-------- PROVIDED MATERIAL --------
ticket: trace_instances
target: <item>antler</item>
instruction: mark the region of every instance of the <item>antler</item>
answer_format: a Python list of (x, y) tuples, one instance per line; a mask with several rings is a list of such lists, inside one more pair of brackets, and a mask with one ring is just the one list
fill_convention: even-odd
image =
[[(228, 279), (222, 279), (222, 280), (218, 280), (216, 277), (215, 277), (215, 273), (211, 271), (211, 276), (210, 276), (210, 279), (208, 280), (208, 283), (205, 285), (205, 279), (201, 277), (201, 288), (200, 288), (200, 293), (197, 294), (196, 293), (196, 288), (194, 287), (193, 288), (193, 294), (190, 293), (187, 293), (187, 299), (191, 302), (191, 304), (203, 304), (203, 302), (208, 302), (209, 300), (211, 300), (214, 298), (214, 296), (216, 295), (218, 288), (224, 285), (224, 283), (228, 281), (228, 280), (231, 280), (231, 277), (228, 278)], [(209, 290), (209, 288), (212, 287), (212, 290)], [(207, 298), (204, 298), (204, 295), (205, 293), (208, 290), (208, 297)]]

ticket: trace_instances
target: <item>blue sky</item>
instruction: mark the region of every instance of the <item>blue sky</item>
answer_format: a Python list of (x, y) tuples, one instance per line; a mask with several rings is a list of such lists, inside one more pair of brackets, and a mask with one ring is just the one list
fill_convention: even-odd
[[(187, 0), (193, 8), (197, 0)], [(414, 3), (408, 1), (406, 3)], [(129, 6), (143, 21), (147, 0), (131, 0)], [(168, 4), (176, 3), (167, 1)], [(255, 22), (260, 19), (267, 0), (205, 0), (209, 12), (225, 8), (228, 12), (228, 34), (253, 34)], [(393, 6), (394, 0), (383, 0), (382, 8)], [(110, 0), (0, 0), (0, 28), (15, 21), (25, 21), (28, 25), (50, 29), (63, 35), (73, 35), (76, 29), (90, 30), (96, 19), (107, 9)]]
--------
Reproduce every line of the material above verbatim, without any alteration.

ticket: trace_instances
target: <item>antler</item>
instruction: mark the region of every instance of the <item>antler</item>
answer_format: a Python list of (x, y) tuples, one instance per line; a mask with several rings is a list of such lists, inside one more pair of brackets, and a mask with one ring is just the one list
fill_convention: even-odd
image =
[[(228, 279), (222, 279), (222, 280), (218, 280), (216, 277), (215, 277), (215, 273), (211, 271), (211, 276), (210, 276), (210, 279), (208, 280), (208, 283), (205, 285), (205, 279), (201, 277), (201, 288), (200, 288), (200, 293), (197, 294), (196, 293), (196, 288), (194, 287), (193, 288), (193, 294), (190, 293), (187, 293), (187, 299), (191, 302), (191, 304), (203, 304), (203, 302), (208, 302), (209, 300), (211, 300), (214, 298), (214, 296), (216, 295), (218, 288), (224, 285), (224, 283), (228, 281), (228, 280), (231, 280), (231, 277), (228, 278)], [(209, 290), (209, 288), (212, 287), (212, 290)], [(207, 298), (204, 298), (204, 295), (205, 293), (208, 290), (208, 297)]]

ticket: trace_instances
target: <item>blue sky</item>
instruction: mark the region of every instance of the <item>blue sky</item>
answer_format: a Python list of (x, y) tuples, one instance per line; a mask with several rings is a list of such lists, inside one more pair of brackets, and a mask with one ring is just the one list
fill_convention: even-odd
[[(187, 0), (193, 8), (197, 0)], [(414, 3), (408, 1), (406, 3)], [(129, 6), (143, 21), (147, 0), (131, 0)], [(168, 4), (176, 3), (167, 1)], [(255, 22), (260, 19), (267, 0), (205, 0), (209, 12), (225, 8), (228, 12), (228, 34), (253, 34)], [(393, 6), (394, 0), (383, 0), (382, 8)], [(110, 0), (0, 0), (0, 28), (15, 21), (25, 21), (28, 25), (50, 29), (63, 35), (73, 35), (76, 29), (90, 30), (96, 19), (107, 9)]]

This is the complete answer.